◆ WHAT TO DO ◆
A - Answer these about the Matejek Dam thread:
(i) What hours does the fishing tournament run?
(ii) Which side of the lake does quackattack usually go to for ice fishing?
(iii) Where did quackattack get the contour map of the lake?
B - Copy word for word the part of the Matejek Dam thread starting with "u are talking about matejcek" and going on through "like to try.".

◆ DOCUMENT TEXT ◆
####
# Matejek Dam



## quackattack (Sep 27, 2003)

I'm planning on going to matejek dam this weekend for a fishing tournament from 7am to 2pm. Does anyone know how fishing has been there? what would be a good lure to use and where to fish. I know the lake well so i should know where you are talking about on the lake to fish. 
thanks a lot


----------



## stevepike (Sep 14, 2002)

Sheep Sh*t has always been good, not sure about the water level there now though.


----------



## quackattack (Sep 27, 2003)

What do u mean sheep sh*t?


----------



## stevepike (Sep 14, 2002)

That is where we used to do pretty well when I fished it alot. Other spots, depending on the boundaries and ice conditions, by the dam by the rocks midway to the tower or around the bend to the right of the boat dock.


----------



## quackattack (Sep 27, 2003)

u are talking about matejcek in lankin, ND right? i know where u are talking about i think. how deep did you used to fish? we fish there in the summer and a few times ice fishing but we never catch any, we usually go to the west side of the lake for ice fishing. I got a contour map of the lake today at school so i have about 8 spots planned out for the tournament to try. one is about 300 feet from the boat ramp to the south east kinda by the tower would that sound right? its looks like on the map by how close the lines are that it goes from about 40 ft to like 15 ft kind of fast so i looked for stuff like that on the map, that i would like to try.
####
[Items from a dataset]
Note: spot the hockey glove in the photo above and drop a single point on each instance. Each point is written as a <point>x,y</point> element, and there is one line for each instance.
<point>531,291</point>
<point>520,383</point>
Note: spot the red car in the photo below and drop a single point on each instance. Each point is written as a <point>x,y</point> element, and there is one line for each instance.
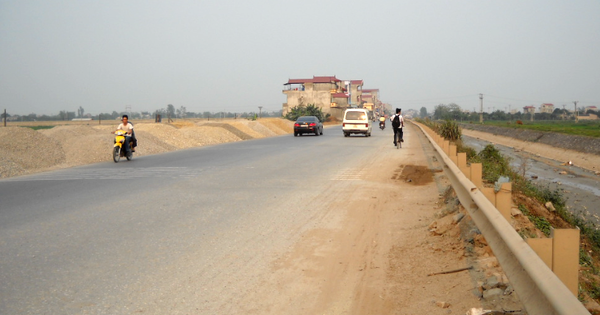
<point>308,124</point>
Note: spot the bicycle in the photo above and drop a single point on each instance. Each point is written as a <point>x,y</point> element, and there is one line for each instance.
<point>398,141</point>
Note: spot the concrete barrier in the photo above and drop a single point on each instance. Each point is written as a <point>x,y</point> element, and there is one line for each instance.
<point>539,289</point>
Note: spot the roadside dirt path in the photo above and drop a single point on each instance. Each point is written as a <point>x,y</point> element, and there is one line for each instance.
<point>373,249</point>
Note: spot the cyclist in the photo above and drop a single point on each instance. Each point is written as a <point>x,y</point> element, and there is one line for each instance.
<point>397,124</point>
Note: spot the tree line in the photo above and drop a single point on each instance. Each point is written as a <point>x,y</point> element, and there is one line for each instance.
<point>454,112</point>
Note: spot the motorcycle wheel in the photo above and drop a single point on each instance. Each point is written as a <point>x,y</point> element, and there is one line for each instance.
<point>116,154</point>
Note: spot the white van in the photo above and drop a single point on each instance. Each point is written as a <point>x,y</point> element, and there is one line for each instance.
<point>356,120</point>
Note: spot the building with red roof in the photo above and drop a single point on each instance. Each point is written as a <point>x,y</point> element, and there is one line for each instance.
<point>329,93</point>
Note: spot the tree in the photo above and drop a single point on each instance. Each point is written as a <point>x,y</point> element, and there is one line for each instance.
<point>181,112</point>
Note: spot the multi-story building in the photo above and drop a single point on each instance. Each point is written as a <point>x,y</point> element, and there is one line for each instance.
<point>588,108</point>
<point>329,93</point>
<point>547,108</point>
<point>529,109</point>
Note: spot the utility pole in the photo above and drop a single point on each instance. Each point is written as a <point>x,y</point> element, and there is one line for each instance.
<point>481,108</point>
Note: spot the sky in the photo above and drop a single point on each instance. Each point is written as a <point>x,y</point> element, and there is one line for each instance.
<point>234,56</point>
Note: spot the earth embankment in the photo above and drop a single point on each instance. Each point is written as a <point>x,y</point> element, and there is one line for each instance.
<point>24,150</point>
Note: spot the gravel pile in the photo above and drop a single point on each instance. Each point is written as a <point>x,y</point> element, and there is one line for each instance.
####
◆ ANSWERS ◆
A -
(i) From 7am to 2pm.
(ii) The west side.
(iii) At school.

B -
u are talking about matejcek in lankin, ND right? i know where u are talking about i think. how deep did you used to fish? we fish there in the summer and a few times ice fishing but we never catch any, we usually go to the west side of the lake for ice fishing. I got a contour map of the lake today at school so i have about 8 spots planned out for the tournament to try. one is about 300 feet from the boat ramp to the south east kinda by the tower would that sound right? its looks like on the map by how close the lines are that it goes from about 40 ft to like 15 ft kind of fast so i looked for stuff like that on the map, that i would like to try.